HLY is also an indicator in the flagship initiative ‘Innovation Union’ which is one of the seven flagship initiatives in the new strategy Europe 2020 (2011-2020). The Pilot European Innovation Partnership on Active and Healthy Ageing (EIPAHA) aims to add an average of two years of healthy life for everyone in Europe.
HLY (both at birth and at age 65) is also the headline indicator for public health alongside life expectancy at birth within the list of Sustainable development indicators.
HLY is at the core of a Joint Action between the Commission and the Member States, for a European Health and Life Expectancy Information System (EHLEIS), to extend its use for monitoring social and regional health inequalities among Member States.
Within the health and long-term care strand of the Open Method of Coordination on Social Inclusion and Social Protection data on Healthy life years by socio-economic status are under preparation.
The Joint Action for EHLEIS (2011-2014) may result in a sustained data collection for this indicator. EHLEIS (2007-2010) and its predecessor EHEMU (2004-2007) were projects so in fact not a good (=sustainable) data sources for ECHIM. However, it is the only source currently available.
The Joint Action EHLEIS will work together with the United States and Japan to propose a new measure to replace the General Activity Limitation Indicator GALI.
Together with questions on perceived health and longstanding health problem, the GALI question comprises the Mini European Health Module, for which data are collected annually within the EU SILC in all Members States (see Documentation Sheet 33, 34 and 35).

————————

*What to do*
#1 Copy the healthy life years passage, starting at "The Joint Action EHLEIS" and ending at "34 and 35).".
#2 Proceed with the healthy life years passage from its last sentence.

————————

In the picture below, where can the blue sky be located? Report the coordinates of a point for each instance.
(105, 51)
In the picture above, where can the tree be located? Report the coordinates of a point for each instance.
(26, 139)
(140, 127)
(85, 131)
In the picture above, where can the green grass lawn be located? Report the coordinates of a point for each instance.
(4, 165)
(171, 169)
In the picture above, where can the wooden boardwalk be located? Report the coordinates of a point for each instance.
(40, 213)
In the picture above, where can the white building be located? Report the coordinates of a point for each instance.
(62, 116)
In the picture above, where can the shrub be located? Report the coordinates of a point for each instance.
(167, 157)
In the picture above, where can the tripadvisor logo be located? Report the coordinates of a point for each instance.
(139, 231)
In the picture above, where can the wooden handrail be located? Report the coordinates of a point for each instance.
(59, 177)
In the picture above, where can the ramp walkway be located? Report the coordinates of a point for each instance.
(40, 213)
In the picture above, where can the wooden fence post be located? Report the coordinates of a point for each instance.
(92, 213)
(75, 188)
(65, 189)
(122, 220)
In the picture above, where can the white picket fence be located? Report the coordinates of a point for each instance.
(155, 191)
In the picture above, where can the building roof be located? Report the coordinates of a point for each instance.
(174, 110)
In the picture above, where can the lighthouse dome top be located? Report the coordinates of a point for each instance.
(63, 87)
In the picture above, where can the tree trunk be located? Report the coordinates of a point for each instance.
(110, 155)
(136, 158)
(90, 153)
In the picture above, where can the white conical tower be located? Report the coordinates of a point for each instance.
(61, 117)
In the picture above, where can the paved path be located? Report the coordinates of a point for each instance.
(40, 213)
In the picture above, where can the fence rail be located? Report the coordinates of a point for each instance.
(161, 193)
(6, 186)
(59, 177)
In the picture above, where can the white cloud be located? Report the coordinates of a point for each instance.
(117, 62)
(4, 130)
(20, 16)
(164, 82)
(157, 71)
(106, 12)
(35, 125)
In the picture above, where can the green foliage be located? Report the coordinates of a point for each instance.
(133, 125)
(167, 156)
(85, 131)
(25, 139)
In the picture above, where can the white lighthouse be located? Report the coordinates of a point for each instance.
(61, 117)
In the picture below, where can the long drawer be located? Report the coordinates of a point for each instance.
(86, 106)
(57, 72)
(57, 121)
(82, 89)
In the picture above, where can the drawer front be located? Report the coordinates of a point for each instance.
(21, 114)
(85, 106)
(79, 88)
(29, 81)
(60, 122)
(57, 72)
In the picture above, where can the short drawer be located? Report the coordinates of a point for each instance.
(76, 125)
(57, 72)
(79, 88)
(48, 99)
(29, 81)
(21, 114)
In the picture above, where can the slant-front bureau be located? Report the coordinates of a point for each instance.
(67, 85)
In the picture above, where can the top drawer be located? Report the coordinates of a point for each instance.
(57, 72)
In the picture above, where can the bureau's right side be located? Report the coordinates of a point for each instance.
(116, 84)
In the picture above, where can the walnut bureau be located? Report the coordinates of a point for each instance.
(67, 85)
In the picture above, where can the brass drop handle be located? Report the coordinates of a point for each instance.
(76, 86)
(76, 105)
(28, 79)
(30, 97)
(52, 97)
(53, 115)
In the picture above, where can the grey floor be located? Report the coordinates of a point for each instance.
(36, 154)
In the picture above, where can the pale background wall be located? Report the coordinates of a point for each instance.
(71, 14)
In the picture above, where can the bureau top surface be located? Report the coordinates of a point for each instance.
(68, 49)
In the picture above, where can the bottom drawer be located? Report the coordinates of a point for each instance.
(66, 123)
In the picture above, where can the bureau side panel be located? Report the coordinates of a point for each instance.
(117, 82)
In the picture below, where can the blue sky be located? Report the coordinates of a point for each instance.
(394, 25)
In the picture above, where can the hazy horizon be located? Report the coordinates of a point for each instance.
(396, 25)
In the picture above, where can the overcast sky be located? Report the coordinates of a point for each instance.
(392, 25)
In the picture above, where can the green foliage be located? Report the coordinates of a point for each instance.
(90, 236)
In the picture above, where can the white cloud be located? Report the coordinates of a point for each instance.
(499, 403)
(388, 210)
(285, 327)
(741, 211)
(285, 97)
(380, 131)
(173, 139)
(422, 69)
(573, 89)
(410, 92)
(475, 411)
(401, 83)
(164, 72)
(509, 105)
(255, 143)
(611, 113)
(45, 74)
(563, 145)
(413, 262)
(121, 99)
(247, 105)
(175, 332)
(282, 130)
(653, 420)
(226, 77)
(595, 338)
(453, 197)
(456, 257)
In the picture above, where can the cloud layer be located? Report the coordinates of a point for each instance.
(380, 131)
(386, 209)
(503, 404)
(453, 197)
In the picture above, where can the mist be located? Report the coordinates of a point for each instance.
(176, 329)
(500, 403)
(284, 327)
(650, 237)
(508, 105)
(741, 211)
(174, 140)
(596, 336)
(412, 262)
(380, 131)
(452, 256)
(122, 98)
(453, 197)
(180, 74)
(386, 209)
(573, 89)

————————

*Answers*
#1
The Joint Action EHLEIS will work together with the United States and Japan to propose a new measure to replace the General Activity Limitation Indicator GALI.
Together with questions on perceived health and longstanding health problem, the GALI question comprises the Mini European Health Module, for which data are collected annually within the EU SILC in all Members States (see Documentation Sheet 33, 34 and 35).

#2
The European Health Interview Survey (EHIS) also contains a question on activity limitations. However EHIS will not become the source in the future because it's not a yearly source.
Healthy Life Years is one specific health expectancy and others can be calculated based on for example self-perceived health or self-reported chronic morbidity (see Documentation Sheet 41).
It would be informative to have information on this indicator at regional level. Currently however this indicator is calculated based on data derived from national surveys. Regional level data therefore would require separate regional data collections.
The wording of the questions for activity limitations differ between ECHP and EU-SILC. Therefore, the change of the data source from ECHP to EU-SILC in 2004 created a break in series for all countries. This break in series limits the comparability between the pre-2004 data and the data for 2004 onwards notably. The Task Force on Health Expectancy decided that the ECHP series and the SILC series should not be assembled as a unique chronological series.
Healthy Life Years is a different concept than the HALE (Health-Adjusted Life Expectancy) and DALE (Disability-Adjusted Life Expectancy) both used by the WHO. The HALE is the number of expected years of life equivalent to years lived in full health and the DALE uses disability weights in the calculation, thus part of the life expectancy with disability is added to disability free life expectancy to obtain the latter. Since the HALE and HLY calculations use different basic data, assumptions and methodologies, their outcomes are different.